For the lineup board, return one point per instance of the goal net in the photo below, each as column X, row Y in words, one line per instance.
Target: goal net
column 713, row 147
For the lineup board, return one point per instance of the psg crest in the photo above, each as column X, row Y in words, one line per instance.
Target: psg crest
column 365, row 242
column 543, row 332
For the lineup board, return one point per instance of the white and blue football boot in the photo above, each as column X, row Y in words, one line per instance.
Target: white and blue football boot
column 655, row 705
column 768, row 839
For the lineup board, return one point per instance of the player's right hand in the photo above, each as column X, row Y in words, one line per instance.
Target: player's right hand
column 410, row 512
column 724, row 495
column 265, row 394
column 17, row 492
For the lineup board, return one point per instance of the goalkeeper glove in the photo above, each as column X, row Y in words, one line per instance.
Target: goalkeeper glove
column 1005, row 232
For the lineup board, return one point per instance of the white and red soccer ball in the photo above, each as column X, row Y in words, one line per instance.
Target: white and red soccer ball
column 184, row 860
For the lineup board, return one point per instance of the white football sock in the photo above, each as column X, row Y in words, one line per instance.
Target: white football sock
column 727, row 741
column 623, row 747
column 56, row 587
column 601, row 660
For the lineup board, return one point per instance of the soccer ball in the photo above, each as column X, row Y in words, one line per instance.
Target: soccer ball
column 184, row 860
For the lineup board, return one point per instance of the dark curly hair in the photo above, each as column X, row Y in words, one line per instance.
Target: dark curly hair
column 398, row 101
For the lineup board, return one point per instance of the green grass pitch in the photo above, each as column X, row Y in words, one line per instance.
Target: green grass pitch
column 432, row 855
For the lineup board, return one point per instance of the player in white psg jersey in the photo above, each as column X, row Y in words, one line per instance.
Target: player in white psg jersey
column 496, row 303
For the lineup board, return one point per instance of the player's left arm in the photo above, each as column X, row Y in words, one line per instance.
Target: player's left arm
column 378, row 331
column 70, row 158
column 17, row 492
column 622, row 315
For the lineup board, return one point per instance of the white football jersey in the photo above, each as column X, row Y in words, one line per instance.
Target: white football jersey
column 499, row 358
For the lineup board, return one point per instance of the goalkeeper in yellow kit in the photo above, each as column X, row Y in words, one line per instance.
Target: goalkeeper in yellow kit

*-*-*

> Exercise
Rewrite all of the records above, swapping "lineup board" for "match chart" wherever it appears and leaving every other word as it is.

> Written answer
For the match chart, return one point per instance of the goal net in the photo below, each as column X, row Y in words, one line per instance.
Target: goal net
column 713, row 147
For the match chart, return one point per instance of the psg crest in the photo above, each as column X, row Y in words, one line per instance.
Target: psg crest
column 365, row 242
column 543, row 332
For the match chart, return one point per instance of the white and blue football boot in the photo above, each as column X, row Y in words, one line per instance.
Target: white and blue football boot
column 655, row 705
column 768, row 839
For the match chart, return one point per instance of the player's right hand in the photo above, each as column X, row Y in words, one line per instance.
Target: player's right hand
column 410, row 512
column 724, row 495
column 265, row 394
column 17, row 492
For the match chart, return one point per instance of the goalkeeper glove in the photo above, each as column X, row Y in words, one line per instance.
Target: goalkeeper glove
column 1005, row 232
For the match chart, return one point per instance of the white and red soccer ball in the photo above, each as column X, row Y in words, one line per instance.
Target: white and red soccer ball
column 184, row 860
For the match chart, return one point per instance of the white football sock in the photo above, each as column X, row Y in words, one line per instance.
Target: white football sock
column 727, row 741
column 623, row 747
column 56, row 587
column 601, row 660
For the match chart, return one point per instance of the soccer ball in the photo above, each as column X, row Y in words, one line per instance.
Target: soccer ball
column 184, row 860
For the match chart, return one point per instance of the dark curly hair in the photo above, each as column X, row Y in words, one line per instance.
Target: dark curly hair
column 398, row 101
For the match chart, return one point per instance of the green grass pitch in the photo above, each as column X, row Y in words, one line per instance.
Target: green grass pitch
column 432, row 855
For the match chart, return one point per instance of the player in white psg jersey in the photo above, each as column X, row Y in words, one line per instance.
Target: player in white psg jersey
column 496, row 303
For the match chart, return one point per instance of the player's left arm in the photo above, each as column X, row Y in words, one line per instance.
Target: player's left arm
column 378, row 331
column 70, row 158
column 17, row 492
column 622, row 315
For the match chart, return one point per instance of the white football jersey in the photo above, each as column X, row Y in words, one line per instance.
Target: white football jersey
column 499, row 358
For the match chart, return one point per instance of the goalkeeper in yellow kit in the photo above, each as column X, row Y in words, one line per instance.
Target: goalkeeper in yellow kit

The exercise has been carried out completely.